>> BEGIN Text provided

0

I have been refactoring (while learning) some existing hand massaged date parsing routines with Boost Spirit. My main aim has been to try to do a single and unified interface to be able to parse dates represented in multiple different ways. Previously I have had multiple different function signatures to transform various different date formats (such as parseDateYYYYMMDD and parseDateDDMMYYYY, or parseDateStrangeFormatXYZ) to domain specific date objects. With Spirit it seems I can build a master grammar that is able to combine all these formats together and there would be just a single parseDate

Unfortunately when I have been comparing the performance the Boost Spirit implementation with the hand massaged code the performance is around 5 times slower (64-bit build in Release mode) even with the most usual date format YYYY-MM-dd hh:mm:ss.zzz that should not have to do any back tracking. I would hope I could get at least into par with the old code. I would like to receive some feedback is there major room for improvement to improve the grammar (and possible the AST) in such a way that it is optimal for performance. Currently I assemble the date parts to a vector and once parser succeeds I attach a semantic action to construct the Date objects with the components gathered from the vector. Maybe one weak spot is the vector here? Is there possible a lot of allocation/deallocation within the grammar?

My Date objects have to constructors

// Date without time part
Date(Day d, Month m, Year y)
// Date with time part
Date(Day d, Month m, Year y, Size hours, Size minutes, Size seconds)

Here is the snippet to do the parsing (this is in .cpp file)

namespace {

namespace x3 = boost::spirit::x3;

namespace parsers {

    template<typename T>
    auto as = [](auto p) { return x3::rule<struct _, T>{} %= x3::as_parser(p); };

    auto kwd = [](auto p, auto q) { return p > q; };

    static const struct months : x3::symbols<int> {
        months() {
            add
                ("Jan"          , 1)

>> END Text provided
>> BEGIN Data for this exercise

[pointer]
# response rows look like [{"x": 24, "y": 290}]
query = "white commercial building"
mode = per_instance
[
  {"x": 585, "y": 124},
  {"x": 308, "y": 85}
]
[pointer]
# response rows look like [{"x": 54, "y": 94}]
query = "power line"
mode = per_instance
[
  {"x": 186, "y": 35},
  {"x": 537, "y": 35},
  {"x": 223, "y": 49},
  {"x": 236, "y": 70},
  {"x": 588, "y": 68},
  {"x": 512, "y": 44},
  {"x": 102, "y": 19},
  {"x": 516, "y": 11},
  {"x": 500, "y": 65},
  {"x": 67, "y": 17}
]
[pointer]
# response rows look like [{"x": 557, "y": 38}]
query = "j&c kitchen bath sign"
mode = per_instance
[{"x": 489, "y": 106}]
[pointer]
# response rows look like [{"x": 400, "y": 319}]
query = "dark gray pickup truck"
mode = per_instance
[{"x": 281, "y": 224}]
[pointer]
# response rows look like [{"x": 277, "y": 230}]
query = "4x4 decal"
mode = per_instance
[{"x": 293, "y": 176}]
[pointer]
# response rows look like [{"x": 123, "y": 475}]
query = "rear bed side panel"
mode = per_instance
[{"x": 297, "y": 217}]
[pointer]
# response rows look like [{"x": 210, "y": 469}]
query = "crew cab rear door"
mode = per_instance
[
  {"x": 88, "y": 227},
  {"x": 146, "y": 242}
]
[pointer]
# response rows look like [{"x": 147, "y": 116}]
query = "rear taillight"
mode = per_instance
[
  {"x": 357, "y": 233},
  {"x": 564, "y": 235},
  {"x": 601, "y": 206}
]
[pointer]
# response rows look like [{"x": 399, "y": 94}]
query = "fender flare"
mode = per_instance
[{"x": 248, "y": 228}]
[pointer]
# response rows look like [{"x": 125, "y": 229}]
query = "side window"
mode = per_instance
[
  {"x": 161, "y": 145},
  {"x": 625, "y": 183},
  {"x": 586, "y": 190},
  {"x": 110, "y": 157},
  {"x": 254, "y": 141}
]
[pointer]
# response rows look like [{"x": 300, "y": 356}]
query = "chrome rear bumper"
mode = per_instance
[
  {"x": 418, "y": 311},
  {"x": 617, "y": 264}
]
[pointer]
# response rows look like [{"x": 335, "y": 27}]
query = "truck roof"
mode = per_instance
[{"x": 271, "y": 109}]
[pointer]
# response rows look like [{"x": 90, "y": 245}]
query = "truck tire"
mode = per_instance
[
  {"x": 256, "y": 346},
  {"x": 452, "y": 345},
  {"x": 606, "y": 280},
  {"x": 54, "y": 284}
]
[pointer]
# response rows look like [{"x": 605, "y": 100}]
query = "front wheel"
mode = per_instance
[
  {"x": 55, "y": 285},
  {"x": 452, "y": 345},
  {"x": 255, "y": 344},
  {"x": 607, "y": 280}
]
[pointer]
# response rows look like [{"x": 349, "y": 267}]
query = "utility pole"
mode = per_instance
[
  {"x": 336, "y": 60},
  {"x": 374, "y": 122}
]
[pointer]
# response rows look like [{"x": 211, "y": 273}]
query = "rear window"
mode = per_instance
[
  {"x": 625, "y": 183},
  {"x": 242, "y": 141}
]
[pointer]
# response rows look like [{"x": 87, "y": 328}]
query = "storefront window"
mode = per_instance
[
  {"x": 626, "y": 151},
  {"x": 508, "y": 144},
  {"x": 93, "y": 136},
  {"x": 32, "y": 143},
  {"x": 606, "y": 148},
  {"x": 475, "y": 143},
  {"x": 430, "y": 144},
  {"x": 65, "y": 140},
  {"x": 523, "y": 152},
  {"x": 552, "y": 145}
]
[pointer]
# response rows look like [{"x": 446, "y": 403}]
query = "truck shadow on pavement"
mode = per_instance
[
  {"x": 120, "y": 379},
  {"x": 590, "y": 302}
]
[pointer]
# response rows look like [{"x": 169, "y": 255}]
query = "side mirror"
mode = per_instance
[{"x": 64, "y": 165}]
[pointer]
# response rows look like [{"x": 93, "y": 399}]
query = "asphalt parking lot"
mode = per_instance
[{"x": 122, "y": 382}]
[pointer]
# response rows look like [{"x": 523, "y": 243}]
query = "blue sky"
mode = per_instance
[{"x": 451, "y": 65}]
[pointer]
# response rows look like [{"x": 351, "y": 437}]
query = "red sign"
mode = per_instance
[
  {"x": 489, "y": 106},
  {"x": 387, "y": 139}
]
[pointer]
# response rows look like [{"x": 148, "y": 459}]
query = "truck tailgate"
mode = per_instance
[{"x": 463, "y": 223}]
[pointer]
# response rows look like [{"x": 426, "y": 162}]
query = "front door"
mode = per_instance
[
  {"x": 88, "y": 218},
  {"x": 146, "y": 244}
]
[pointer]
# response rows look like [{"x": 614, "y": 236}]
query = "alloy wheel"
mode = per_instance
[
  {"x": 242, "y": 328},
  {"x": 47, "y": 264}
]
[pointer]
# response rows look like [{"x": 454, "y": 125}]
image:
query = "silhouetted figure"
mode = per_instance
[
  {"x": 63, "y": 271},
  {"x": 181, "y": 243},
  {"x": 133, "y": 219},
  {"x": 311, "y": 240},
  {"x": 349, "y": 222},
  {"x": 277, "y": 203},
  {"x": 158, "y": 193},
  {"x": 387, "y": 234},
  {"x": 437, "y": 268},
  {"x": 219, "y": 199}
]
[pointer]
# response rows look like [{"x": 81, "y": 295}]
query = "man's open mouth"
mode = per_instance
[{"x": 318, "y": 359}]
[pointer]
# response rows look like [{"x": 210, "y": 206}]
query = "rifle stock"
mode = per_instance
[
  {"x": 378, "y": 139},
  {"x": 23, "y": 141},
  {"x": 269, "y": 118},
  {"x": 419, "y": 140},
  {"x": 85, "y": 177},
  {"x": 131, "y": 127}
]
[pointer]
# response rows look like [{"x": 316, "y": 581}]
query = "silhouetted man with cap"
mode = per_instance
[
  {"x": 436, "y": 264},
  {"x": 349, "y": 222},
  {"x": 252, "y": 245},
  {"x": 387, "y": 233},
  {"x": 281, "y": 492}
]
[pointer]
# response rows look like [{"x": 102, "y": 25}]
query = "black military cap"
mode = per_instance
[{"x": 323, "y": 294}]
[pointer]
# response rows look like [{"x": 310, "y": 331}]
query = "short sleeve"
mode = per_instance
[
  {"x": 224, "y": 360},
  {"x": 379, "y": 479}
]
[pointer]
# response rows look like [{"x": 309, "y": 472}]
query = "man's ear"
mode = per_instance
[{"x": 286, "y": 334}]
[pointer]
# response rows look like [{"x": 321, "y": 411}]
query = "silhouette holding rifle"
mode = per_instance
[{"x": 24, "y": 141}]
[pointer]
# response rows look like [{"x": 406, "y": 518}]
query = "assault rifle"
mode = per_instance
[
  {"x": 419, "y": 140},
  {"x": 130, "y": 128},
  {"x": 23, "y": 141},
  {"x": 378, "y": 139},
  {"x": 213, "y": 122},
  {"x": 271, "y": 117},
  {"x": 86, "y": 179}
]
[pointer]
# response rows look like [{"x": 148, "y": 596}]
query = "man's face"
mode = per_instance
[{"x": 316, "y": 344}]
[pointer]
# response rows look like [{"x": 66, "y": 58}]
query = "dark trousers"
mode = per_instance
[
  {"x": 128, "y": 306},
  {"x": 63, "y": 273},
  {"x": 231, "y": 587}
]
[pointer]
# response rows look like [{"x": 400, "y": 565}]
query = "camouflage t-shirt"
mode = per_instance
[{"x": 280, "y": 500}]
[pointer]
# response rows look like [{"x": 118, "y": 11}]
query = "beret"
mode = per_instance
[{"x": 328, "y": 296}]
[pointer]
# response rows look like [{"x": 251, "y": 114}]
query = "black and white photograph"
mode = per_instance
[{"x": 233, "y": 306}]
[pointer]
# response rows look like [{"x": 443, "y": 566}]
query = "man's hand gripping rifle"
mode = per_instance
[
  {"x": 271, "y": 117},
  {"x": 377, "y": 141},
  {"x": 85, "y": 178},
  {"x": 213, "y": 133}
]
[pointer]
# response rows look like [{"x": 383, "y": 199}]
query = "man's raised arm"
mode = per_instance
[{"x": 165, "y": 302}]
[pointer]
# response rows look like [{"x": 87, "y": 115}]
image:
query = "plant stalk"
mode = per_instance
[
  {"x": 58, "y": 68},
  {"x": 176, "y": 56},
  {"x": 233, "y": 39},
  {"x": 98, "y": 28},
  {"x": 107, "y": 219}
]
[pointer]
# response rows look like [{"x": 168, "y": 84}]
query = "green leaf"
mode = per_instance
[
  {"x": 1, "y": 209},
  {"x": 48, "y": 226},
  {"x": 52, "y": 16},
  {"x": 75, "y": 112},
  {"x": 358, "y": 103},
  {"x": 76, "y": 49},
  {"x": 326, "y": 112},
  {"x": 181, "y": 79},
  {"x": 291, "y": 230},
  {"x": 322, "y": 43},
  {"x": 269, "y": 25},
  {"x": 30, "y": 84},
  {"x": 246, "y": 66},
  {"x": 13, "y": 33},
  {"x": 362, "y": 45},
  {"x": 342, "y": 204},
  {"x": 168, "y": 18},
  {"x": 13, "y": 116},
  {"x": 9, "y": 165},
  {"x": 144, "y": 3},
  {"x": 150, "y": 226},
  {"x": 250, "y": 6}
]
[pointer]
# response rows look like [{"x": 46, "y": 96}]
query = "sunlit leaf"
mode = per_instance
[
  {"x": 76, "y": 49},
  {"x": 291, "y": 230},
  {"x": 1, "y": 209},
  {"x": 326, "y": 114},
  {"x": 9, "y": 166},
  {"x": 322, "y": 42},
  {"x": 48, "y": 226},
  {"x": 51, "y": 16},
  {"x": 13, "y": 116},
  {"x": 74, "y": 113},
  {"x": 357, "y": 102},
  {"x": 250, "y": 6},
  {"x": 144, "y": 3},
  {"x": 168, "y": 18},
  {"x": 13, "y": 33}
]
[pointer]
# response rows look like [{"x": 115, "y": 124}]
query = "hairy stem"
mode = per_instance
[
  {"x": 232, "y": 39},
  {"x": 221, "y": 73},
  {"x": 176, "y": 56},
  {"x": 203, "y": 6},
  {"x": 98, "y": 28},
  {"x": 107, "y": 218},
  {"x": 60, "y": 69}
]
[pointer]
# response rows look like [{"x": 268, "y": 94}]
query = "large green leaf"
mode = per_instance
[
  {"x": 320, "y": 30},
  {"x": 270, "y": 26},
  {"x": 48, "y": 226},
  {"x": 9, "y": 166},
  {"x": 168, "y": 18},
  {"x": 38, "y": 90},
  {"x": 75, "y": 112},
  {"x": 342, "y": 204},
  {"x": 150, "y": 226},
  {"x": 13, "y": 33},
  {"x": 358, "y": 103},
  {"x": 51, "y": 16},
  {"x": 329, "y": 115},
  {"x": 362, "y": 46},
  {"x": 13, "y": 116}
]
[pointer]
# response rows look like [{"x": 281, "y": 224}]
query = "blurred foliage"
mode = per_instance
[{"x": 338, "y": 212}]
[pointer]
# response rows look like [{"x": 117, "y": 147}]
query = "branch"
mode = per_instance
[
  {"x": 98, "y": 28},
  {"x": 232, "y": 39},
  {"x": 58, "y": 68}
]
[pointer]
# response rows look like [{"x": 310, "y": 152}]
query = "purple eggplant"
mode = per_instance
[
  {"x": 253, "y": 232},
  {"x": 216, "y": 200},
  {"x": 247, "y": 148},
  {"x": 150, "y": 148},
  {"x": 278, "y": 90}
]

>> END Data for this exercise

Problems and tasks
A. Quote the Boost Spirit date-parsing post word for word, from "My Date objects" through "minutes, Size seconds)", inclusive.
B. Pull out each line in the listing that contains the string "door".

Solved tasks
A.
My Date objects have to constructors

// Date without time part
Date(Day d, Month m, Year y)
// Date with time part
Date(Day d, Month m, Year y, Size hours, Size minutes, Size seconds)

B.
query = "crew cab rear door"
query = "front door"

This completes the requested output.